EXERCISE GOAL :: Rewrite the part of the lines below that opens with the line containing "Where can the picture" and closes with the last line, putting "heater" wherever "radiator" appears and leaving everything else unchanged. Return only that part.

━━━━━━━━

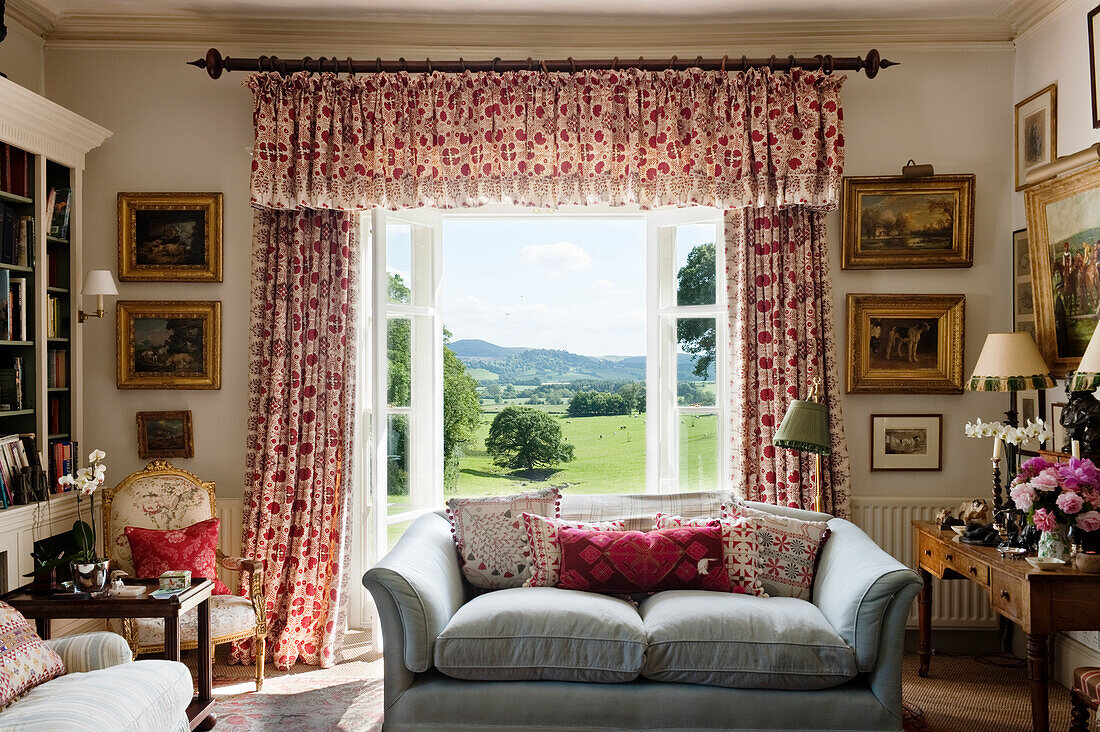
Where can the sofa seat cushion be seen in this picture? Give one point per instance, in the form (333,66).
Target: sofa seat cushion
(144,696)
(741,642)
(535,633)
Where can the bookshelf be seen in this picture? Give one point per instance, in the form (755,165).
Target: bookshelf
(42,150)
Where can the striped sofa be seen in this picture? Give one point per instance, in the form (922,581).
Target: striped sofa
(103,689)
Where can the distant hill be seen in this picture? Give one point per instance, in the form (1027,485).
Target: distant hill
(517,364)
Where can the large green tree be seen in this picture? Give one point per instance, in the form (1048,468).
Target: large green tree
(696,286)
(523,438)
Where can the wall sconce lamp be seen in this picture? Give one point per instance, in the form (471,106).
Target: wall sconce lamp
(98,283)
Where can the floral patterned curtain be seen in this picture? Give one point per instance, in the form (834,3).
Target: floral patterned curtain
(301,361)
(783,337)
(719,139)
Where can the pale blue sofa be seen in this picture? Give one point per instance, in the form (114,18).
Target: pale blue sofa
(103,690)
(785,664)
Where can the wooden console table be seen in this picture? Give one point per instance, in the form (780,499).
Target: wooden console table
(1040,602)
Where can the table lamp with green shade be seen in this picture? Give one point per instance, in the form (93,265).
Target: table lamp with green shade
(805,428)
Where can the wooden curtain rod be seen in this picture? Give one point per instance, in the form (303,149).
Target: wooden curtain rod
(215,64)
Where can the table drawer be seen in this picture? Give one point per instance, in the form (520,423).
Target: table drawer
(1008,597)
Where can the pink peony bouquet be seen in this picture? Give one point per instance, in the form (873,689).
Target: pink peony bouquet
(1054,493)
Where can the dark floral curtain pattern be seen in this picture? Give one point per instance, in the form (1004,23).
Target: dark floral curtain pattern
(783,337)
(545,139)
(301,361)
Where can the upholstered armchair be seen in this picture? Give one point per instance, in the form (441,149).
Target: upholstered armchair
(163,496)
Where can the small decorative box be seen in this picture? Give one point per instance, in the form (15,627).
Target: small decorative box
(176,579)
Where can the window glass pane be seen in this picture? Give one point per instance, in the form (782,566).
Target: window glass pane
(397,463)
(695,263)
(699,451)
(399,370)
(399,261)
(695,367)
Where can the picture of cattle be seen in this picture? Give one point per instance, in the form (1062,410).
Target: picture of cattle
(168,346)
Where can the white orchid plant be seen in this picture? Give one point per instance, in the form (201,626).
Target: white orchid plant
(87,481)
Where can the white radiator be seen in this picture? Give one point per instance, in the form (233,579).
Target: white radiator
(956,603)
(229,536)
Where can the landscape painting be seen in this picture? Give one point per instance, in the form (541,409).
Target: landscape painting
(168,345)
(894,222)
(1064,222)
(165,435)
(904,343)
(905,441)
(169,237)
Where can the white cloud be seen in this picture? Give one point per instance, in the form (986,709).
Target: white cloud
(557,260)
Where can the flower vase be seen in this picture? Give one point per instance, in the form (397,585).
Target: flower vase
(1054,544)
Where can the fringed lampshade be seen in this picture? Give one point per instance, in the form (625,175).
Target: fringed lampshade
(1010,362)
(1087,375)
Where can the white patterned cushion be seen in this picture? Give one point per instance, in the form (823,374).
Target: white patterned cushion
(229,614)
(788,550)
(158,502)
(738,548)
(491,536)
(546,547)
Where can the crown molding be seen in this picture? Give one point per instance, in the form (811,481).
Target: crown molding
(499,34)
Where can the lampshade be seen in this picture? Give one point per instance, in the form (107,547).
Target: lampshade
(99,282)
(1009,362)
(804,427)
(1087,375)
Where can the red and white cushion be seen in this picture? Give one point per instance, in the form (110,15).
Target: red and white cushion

━━━━━━━━

CORRECT RESPONSE ::
Where can the picture of cattle be seen in this picture? Give one point per instance, in the form (1062,410).
Target: picture of cattle
(168,346)
Where can the white orchid plant be seen in this picture? Give one point per instance, in the form (201,626).
Target: white orchid plant
(87,481)
Where can the white heater be seen in this picture? Give one point per instance, in the form (233,579).
Target: white heater
(956,603)
(229,536)
Where can the landscape painting be seen in this picture? Give one point per instance, in the form (541,409).
Target: landscape painting
(168,345)
(894,222)
(1064,222)
(165,435)
(904,343)
(905,441)
(169,237)
Where can the white cloud be seen in this picture? Give one point per instance, in the form (986,709).
Target: white cloud
(557,260)
Where can the flower vase be seen in this picture? Give one point per instance, in the form (397,585).
Target: flower vase
(1054,544)
Where can the fringed lampshade be seen in this picture? Give one point per instance, in the form (625,175).
Target: fringed lampshade
(1010,362)
(1087,375)
Where can the white patterned cushion be seen in this picture? Give one point per instance, in the form (823,374).
Target: white patterned cushion
(229,614)
(788,550)
(158,502)
(738,548)
(491,536)
(546,547)
Where can the crown molding be seen in this picture? Give one point per instance, in the form (811,481).
Target: crown molding
(499,34)
Where can the lampshade be seen in this picture? Give one point per instance, in the form (107,547).
Target: lampshade
(99,282)
(1009,362)
(804,427)
(1087,375)
Where can the red and white cushion be seen in this picture? Give one point per instance, in the form (110,15).
Target: red and white cushion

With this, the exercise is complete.